**TASK OBJECTIVE**
Produce an exact copy of the lines from the line containing "Could you point out the white french" through the last line of the listing below, both ends included, and nothing else.

--- Begin DATA ROWS ---

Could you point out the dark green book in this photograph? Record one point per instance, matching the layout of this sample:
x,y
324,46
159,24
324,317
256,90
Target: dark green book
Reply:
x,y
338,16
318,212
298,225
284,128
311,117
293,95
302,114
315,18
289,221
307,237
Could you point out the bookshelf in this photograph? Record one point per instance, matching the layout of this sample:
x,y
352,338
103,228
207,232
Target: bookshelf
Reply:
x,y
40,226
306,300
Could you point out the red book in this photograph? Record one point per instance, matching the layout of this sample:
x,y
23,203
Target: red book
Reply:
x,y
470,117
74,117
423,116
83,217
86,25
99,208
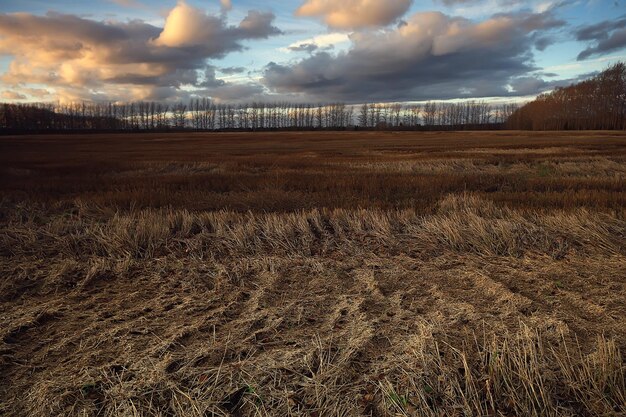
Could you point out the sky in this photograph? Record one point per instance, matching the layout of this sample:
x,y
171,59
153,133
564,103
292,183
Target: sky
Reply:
x,y
319,51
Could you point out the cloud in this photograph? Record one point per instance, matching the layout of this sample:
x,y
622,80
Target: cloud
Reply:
x,y
129,3
187,26
432,56
355,14
12,95
86,59
323,42
227,5
605,37
232,70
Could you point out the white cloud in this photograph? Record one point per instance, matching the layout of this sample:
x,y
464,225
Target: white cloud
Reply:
x,y
355,14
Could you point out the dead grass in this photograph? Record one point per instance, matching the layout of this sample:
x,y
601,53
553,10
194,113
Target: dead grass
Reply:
x,y
422,293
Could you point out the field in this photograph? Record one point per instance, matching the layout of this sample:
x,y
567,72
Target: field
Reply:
x,y
313,274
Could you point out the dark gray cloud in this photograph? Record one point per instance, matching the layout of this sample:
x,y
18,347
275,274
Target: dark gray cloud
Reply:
x,y
232,70
304,47
83,58
605,37
432,56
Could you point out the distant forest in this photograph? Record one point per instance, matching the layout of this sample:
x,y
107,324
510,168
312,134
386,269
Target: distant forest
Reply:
x,y
598,103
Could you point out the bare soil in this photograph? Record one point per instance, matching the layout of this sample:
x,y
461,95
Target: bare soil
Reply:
x,y
313,274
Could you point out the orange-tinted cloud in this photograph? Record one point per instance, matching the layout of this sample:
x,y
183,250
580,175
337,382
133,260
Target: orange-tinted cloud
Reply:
x,y
86,59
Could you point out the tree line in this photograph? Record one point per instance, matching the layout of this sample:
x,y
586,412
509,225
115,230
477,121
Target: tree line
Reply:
x,y
598,103
203,114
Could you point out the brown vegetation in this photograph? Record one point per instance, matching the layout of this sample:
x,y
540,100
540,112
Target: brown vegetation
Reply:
x,y
473,274
596,103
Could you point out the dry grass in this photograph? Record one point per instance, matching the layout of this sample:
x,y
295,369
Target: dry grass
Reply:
x,y
228,276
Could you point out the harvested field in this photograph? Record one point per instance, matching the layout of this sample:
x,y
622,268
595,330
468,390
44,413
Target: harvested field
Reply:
x,y
313,274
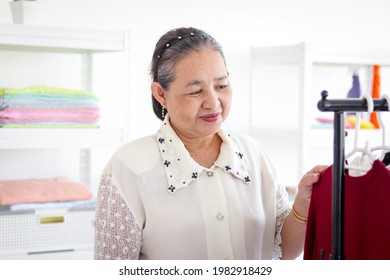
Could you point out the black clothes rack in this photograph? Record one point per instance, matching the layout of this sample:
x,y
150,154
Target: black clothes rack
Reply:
x,y
339,107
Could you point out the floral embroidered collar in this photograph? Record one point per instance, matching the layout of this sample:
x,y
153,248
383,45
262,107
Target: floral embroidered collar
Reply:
x,y
181,169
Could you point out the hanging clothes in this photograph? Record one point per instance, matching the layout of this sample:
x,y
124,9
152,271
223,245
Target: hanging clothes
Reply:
x,y
375,93
355,91
366,216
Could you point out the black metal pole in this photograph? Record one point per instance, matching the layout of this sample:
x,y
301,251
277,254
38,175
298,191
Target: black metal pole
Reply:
x,y
338,188
339,106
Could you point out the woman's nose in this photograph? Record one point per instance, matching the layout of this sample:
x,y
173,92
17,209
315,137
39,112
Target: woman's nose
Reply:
x,y
211,100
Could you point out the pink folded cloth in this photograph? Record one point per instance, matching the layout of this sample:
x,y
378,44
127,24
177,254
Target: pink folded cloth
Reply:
x,y
42,190
49,114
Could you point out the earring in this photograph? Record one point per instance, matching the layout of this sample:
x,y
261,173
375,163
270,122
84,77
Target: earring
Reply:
x,y
162,112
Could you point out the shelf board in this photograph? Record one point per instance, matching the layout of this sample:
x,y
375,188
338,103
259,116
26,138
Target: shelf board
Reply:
x,y
46,38
36,138
322,54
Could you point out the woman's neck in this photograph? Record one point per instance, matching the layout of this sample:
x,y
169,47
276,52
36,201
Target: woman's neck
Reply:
x,y
204,151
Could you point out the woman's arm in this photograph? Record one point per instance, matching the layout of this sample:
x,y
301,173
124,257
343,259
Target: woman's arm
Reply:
x,y
294,227
117,235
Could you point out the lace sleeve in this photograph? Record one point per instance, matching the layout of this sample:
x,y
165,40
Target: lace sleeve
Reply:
x,y
283,208
117,235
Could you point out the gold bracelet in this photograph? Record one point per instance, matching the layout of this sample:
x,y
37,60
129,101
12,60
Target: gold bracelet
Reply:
x,y
301,219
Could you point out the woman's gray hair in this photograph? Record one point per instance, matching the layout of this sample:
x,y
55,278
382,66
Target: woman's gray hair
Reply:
x,y
170,48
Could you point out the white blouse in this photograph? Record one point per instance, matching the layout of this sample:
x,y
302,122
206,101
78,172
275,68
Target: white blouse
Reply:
x,y
156,202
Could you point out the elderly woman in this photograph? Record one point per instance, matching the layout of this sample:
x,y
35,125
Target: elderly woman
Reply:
x,y
194,190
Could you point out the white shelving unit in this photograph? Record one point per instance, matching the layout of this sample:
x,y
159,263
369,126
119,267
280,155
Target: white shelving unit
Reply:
x,y
286,86
82,46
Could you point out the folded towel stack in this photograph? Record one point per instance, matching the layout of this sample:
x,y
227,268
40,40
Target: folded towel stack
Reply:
x,y
43,193
42,106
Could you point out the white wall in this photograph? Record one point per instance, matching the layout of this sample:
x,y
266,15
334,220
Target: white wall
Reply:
x,y
237,24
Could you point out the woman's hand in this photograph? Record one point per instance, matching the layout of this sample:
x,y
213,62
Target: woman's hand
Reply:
x,y
302,199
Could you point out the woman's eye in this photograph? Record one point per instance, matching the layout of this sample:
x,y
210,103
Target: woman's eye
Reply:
x,y
196,92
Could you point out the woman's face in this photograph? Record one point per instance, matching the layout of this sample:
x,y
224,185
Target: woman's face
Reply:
x,y
199,99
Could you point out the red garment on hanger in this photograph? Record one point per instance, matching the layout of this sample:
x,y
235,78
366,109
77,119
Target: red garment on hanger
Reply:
x,y
375,93
366,216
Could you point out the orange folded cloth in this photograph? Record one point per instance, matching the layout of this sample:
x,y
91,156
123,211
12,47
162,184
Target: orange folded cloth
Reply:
x,y
42,190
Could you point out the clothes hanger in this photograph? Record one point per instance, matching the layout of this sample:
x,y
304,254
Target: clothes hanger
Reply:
x,y
366,151
383,147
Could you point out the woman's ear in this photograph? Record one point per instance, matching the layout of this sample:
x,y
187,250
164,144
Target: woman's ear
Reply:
x,y
158,93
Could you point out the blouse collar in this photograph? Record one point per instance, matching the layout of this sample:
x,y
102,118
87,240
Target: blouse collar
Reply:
x,y
181,169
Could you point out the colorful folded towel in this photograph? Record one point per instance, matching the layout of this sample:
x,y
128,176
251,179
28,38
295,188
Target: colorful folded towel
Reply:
x,y
42,190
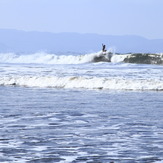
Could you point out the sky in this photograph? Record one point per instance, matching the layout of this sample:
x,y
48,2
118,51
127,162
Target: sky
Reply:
x,y
108,17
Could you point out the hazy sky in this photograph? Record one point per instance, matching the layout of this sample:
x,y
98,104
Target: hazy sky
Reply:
x,y
111,17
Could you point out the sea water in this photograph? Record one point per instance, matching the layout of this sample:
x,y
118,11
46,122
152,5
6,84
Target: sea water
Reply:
x,y
66,109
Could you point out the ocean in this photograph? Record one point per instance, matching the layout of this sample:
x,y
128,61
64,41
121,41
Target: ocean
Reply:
x,y
80,108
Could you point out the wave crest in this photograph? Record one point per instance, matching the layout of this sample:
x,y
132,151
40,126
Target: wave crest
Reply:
x,y
75,82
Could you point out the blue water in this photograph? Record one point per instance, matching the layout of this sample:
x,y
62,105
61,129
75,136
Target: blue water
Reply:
x,y
78,125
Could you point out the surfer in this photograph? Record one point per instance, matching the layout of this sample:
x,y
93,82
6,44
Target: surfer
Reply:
x,y
103,48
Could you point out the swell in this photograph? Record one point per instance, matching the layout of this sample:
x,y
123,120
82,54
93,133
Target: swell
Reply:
x,y
75,82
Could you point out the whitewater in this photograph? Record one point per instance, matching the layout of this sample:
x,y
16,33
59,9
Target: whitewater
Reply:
x,y
73,108
89,71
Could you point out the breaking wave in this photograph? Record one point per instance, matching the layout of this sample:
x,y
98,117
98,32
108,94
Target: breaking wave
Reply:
x,y
83,82
45,58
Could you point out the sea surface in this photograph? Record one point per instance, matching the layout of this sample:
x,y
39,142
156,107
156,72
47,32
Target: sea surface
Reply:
x,y
69,108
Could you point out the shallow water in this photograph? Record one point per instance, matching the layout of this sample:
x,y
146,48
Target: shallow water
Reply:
x,y
65,125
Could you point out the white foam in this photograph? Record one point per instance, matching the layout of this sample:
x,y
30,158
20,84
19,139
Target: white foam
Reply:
x,y
84,82
46,58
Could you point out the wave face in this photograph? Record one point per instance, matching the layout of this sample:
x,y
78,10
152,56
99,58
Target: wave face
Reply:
x,y
83,82
144,58
44,58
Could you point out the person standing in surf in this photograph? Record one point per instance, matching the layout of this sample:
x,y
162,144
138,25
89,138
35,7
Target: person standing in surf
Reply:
x,y
103,48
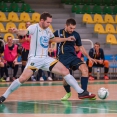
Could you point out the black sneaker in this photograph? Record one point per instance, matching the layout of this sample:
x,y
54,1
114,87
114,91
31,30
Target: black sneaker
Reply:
x,y
2,99
86,94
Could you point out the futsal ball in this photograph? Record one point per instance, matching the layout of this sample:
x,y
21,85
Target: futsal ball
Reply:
x,y
103,93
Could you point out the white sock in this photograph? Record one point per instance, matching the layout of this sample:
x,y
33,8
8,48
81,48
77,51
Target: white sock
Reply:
x,y
15,84
72,82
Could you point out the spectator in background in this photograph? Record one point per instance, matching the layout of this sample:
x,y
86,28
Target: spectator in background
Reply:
x,y
11,52
25,41
97,53
52,54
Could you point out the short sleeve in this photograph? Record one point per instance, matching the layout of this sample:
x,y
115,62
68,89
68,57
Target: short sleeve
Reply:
x,y
78,40
56,33
31,29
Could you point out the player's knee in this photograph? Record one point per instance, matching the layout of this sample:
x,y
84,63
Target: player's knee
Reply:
x,y
106,63
84,70
64,71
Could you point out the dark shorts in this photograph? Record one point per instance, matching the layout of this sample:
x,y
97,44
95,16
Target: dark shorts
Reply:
x,y
70,61
24,54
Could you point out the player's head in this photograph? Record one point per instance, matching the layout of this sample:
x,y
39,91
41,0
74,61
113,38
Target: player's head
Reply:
x,y
27,24
70,25
45,20
9,40
97,46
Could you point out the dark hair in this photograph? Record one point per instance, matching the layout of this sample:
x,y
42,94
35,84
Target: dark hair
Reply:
x,y
45,15
70,21
97,43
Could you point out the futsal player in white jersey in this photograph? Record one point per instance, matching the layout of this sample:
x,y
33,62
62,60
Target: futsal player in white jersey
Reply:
x,y
41,35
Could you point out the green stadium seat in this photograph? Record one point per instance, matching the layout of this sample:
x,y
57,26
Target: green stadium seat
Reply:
x,y
97,9
26,7
86,9
107,10
88,2
4,7
98,2
108,2
68,2
14,7
62,1
78,2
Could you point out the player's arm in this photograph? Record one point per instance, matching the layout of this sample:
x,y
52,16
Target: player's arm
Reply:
x,y
18,31
58,39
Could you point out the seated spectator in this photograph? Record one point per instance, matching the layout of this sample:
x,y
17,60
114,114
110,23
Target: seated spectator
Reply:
x,y
10,57
98,54
51,53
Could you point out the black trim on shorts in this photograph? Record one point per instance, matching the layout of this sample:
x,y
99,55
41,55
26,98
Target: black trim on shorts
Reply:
x,y
51,67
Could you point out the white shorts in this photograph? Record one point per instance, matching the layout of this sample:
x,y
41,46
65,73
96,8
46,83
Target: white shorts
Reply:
x,y
40,63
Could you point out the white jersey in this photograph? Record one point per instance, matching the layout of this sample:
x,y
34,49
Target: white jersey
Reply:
x,y
39,40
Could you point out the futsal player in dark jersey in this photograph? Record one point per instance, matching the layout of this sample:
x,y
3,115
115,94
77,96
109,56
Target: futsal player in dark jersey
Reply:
x,y
67,55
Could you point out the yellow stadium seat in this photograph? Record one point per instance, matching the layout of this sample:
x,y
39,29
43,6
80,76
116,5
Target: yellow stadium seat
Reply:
x,y
98,19
111,39
6,35
51,28
12,16
25,17
116,18
22,25
88,19
10,25
109,19
35,17
110,29
2,29
98,28
3,17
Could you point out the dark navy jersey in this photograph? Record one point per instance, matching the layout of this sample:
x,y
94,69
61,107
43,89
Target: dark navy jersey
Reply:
x,y
68,46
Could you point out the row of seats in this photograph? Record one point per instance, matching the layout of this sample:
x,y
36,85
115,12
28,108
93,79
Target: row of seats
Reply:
x,y
109,28
11,25
87,18
24,17
89,2
95,9
15,7
10,1
111,39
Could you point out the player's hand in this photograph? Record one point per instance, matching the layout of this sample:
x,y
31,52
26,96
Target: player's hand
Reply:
x,y
13,30
71,38
92,60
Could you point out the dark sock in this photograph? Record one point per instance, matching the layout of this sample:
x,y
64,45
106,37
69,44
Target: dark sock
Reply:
x,y
2,71
84,83
23,66
15,70
6,70
106,69
67,88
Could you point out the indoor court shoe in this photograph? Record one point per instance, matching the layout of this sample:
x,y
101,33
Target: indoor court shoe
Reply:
x,y
86,94
2,79
2,99
66,97
91,78
106,77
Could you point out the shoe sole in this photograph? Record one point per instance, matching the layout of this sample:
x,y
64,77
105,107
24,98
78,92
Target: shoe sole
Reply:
x,y
91,96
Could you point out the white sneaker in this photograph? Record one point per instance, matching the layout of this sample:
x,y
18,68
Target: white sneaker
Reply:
x,y
49,78
8,79
33,78
41,79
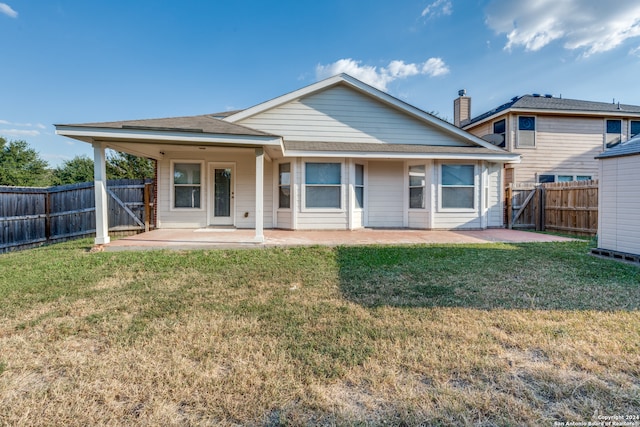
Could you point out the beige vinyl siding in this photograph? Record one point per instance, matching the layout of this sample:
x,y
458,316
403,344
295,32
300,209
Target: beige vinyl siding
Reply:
x,y
244,197
386,194
620,204
419,218
284,219
341,114
563,146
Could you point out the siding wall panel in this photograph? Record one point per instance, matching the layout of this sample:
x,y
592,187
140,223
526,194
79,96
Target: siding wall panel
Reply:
x,y
343,115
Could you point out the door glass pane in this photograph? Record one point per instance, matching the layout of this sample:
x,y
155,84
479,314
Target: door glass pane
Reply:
x,y
359,175
285,174
222,183
416,176
285,197
416,199
359,197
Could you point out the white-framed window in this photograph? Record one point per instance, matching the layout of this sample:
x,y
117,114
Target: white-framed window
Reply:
x,y
526,132
634,128
500,128
457,186
323,185
613,135
284,186
186,180
359,186
417,182
563,177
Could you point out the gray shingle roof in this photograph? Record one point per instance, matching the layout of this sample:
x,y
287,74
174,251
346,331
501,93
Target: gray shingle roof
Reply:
x,y
629,148
546,102
196,124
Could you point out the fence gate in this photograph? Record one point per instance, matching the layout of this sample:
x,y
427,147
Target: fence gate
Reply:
x,y
523,207
568,207
32,216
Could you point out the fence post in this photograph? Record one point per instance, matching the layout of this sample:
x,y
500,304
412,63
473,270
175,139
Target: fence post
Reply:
x,y
47,215
147,206
509,207
543,206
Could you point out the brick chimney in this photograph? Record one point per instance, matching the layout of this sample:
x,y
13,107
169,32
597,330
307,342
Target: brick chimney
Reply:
x,y
461,109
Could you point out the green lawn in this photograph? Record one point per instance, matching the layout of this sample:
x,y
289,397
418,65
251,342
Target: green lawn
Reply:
x,y
498,334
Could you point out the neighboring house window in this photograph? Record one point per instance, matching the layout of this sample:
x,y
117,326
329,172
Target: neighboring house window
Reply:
x,y
323,185
614,133
563,178
186,185
526,132
416,186
458,186
359,187
284,185
500,128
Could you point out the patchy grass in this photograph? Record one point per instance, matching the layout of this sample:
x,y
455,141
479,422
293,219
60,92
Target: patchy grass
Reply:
x,y
444,335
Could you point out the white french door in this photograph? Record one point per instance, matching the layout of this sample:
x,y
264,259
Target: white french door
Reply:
x,y
222,193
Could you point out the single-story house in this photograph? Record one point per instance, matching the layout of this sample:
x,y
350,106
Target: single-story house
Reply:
x,y
338,154
619,202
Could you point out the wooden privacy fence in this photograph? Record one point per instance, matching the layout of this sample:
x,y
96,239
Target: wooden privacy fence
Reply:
x,y
568,207
33,216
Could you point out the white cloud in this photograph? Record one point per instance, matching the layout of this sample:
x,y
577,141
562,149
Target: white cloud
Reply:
x,y
592,26
19,132
437,8
435,67
381,77
6,9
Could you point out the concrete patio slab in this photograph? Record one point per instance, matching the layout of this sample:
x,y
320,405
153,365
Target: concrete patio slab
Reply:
x,y
212,238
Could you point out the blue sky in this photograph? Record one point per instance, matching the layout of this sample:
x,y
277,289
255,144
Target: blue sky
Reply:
x,y
76,61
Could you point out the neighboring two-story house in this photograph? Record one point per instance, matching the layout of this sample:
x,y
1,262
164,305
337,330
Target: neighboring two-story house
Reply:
x,y
557,138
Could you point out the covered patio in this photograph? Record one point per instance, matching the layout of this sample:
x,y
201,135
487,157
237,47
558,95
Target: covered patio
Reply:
x,y
222,238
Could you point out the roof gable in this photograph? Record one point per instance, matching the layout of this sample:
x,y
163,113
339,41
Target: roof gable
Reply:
x,y
317,97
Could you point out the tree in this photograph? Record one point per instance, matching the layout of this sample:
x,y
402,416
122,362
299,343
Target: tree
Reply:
x,y
78,169
128,166
22,166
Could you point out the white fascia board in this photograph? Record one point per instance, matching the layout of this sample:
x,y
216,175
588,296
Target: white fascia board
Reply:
x,y
155,136
370,91
497,158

--- End DATA ROWS ---

**THE RESPONSE**
Could you point out the white french door in this photograph? Record one point per instance, matching the layout of this sample:
x,y
264,259
Target: white french door
Reply:
x,y
222,193
Could you point out the single-story house in this photograph? Record one point per instance, matching the layout of this sample:
x,y
350,106
Target: single-story house
Reply:
x,y
338,154
619,202
Could you point out the wooden privacy fence in this photograph? Record one point per instance, matching the layout of this sample:
x,y
96,239
Target: wooden privacy fence
Reply:
x,y
568,207
33,216
Could you point out the white cloud in this photograph? Record one point per instance, matching the layout of this sample:
x,y
577,141
562,149
Target: white cloud
Reply:
x,y
592,26
19,132
437,8
435,67
381,77
6,9
Could you point out the concrete patio slab in this photograph? Record one point per instance, matching the layout of this sample:
x,y
320,405
153,365
Target: concrete patio slab
Reply:
x,y
212,238
Could you point out the blue sky in this photograph? Record one point per instance, matching the layout of this sample:
x,y
277,289
255,144
Target: blue sky
Reply:
x,y
76,61
Could you point out the neighboring two-story house in this photograph? Record one point per instance, matching the layout of this sample:
x,y
1,262
164,305
337,330
Target: neighboring two-story house
Reply:
x,y
557,138
Could you point out the covered patio in this photograph? Record one point per instance, matching the layout of this sample:
x,y
201,135
487,157
237,47
558,95
Target: covered patio
Reply:
x,y
222,238
Could you point out the roof gable in this photograph? Record one point per instance, matching the layout of this sample:
x,y
163,113
339,41
Target: roof gable
Reply:
x,y
317,97
Could you point out the tree in this photograph? Record one point per instance, matching the layout of this sample:
x,y
402,416
122,362
299,343
Target: tree
Reply:
x,y
78,169
128,166
22,166
Could you point out the white fascia board in this photograph? Record one point per instance, matching the layout of this sample:
x,y
216,175
588,296
Target: white fascia board
Reply:
x,y
155,136
370,91
497,158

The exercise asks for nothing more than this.